Dataset entries
━━━━

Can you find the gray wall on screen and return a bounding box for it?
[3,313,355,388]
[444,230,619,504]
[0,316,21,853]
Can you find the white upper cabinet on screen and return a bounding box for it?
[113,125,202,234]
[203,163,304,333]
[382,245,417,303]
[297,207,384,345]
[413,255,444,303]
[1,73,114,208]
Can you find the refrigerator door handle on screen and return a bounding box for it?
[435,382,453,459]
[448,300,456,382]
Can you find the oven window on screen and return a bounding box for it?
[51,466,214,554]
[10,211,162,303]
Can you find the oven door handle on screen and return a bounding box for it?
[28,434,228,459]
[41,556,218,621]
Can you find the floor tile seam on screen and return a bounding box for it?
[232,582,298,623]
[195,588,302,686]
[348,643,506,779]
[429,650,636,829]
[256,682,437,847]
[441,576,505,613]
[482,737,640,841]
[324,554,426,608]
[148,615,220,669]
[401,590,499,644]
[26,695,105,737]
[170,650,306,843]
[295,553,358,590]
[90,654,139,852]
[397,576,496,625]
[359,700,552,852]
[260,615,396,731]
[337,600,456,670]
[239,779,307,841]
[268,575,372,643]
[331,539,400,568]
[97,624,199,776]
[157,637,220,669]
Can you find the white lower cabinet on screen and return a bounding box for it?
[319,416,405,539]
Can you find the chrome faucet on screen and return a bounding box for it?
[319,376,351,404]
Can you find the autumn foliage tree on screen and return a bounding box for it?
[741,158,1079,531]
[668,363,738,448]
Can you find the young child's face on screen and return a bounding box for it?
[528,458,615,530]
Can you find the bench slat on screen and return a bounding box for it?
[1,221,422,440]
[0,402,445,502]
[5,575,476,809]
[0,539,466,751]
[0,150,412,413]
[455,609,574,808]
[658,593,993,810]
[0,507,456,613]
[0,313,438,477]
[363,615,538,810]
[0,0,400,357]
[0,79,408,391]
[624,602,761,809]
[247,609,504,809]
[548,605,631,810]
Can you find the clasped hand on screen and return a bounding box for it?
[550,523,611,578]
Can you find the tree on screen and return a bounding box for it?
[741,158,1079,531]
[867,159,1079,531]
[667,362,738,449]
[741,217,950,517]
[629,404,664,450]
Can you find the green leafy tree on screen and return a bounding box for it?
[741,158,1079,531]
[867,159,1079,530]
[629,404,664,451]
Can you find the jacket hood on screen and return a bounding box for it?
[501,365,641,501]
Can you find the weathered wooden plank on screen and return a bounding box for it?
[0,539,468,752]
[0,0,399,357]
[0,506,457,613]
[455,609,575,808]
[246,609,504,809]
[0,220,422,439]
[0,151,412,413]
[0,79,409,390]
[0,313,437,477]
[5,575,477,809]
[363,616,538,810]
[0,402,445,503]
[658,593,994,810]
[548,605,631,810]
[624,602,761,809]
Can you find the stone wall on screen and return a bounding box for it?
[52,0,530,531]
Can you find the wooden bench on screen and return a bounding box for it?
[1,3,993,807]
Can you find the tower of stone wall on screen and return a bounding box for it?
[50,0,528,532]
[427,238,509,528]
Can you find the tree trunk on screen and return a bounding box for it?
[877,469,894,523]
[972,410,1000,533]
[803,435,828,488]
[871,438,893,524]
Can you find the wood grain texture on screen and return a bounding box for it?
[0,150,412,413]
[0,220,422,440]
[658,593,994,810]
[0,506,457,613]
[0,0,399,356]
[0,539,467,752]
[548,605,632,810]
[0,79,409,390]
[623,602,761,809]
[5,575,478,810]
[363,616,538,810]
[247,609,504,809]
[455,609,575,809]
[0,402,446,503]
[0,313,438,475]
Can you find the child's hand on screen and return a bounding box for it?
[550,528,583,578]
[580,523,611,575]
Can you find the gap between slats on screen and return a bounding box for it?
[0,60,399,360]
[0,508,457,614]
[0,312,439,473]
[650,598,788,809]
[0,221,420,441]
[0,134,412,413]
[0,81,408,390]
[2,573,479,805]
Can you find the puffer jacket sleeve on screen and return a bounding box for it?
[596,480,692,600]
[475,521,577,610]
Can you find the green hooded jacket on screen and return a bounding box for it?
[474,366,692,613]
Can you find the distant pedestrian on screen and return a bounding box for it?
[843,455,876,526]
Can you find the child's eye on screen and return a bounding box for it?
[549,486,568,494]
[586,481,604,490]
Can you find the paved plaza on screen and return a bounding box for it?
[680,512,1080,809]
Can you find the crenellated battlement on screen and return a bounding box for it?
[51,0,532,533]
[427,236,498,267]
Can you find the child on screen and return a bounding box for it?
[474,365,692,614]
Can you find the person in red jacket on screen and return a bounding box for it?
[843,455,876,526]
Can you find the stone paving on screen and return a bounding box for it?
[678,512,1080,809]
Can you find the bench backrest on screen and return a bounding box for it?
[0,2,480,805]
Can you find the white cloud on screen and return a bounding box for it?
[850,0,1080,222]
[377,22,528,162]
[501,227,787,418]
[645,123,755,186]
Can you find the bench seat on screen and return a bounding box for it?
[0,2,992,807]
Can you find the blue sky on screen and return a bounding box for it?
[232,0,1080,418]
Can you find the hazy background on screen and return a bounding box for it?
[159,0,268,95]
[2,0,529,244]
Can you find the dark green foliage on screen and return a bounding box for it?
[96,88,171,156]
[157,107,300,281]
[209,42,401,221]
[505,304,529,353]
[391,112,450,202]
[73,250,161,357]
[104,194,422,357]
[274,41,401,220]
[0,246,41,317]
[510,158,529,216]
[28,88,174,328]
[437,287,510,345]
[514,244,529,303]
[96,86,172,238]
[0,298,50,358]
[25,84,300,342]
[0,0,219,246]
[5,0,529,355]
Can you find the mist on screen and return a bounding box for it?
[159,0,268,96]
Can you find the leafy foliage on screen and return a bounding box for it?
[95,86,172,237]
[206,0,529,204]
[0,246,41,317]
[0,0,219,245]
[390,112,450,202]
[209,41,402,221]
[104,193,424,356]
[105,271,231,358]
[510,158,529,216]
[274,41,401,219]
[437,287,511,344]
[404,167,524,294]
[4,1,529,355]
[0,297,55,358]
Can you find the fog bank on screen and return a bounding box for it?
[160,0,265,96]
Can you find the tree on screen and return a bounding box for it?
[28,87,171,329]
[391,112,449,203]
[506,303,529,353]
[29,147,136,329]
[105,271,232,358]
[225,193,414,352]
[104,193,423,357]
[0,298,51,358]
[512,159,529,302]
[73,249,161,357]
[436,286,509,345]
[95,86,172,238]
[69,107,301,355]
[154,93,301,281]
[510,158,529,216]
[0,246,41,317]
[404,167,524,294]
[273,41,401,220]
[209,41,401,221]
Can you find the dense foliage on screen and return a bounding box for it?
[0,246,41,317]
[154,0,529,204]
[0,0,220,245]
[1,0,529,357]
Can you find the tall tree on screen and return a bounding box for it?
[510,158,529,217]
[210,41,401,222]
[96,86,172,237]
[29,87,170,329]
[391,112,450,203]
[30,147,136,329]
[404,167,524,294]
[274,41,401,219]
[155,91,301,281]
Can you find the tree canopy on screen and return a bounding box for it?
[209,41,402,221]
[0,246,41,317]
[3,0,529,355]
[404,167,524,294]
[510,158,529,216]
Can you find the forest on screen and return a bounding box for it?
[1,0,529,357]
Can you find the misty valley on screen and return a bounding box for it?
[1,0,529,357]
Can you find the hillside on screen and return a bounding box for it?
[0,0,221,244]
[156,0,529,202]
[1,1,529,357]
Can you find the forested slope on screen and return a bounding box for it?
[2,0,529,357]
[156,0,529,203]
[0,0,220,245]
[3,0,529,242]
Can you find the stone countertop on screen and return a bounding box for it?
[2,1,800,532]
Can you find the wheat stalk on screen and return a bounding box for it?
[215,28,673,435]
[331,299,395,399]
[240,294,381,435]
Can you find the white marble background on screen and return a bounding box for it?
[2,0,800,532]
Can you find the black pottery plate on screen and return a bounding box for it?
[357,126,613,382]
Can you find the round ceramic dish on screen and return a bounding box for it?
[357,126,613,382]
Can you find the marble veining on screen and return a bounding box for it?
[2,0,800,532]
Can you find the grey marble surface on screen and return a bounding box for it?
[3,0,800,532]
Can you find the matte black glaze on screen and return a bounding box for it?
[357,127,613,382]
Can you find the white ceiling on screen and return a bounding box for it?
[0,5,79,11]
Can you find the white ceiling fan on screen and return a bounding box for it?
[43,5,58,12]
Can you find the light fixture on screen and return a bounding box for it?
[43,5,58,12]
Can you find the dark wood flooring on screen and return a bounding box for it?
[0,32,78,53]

━━━━

What this task involves |
Please write out, exactly as they appear, only the lines from the one holding "Can you find the white marble" through the end of the data.

Your solution |
Can you find the white marble background on screen and return a bounding box for it?
[2,0,800,532]
Can you find the black pottery plate on screen and return a bounding box for it?
[357,126,613,382]
Can you find the round ceramic dish on screen and return a bounding box for it?
[357,126,613,382]
Can you find the marble veining on screen and return a bounding box for it?
[2,0,800,532]
Can you find the grey marble surface on screen and return a bounding box for it?
[3,0,800,532]
Can you find the matte black glaze on screen and return a bounding box for it?
[357,127,613,382]
Can you find the white ceiling on screen and return a bounding box for it?
[0,5,79,11]
Can you find the white ceiling fan on screen and return a bounding box for it?
[43,5,58,12]
Can you find the light fixture on screen and return a bounding box for it?
[43,5,58,12]
Can you find the dark wood flooring on screen and return a bounding box for it?
[0,32,78,53]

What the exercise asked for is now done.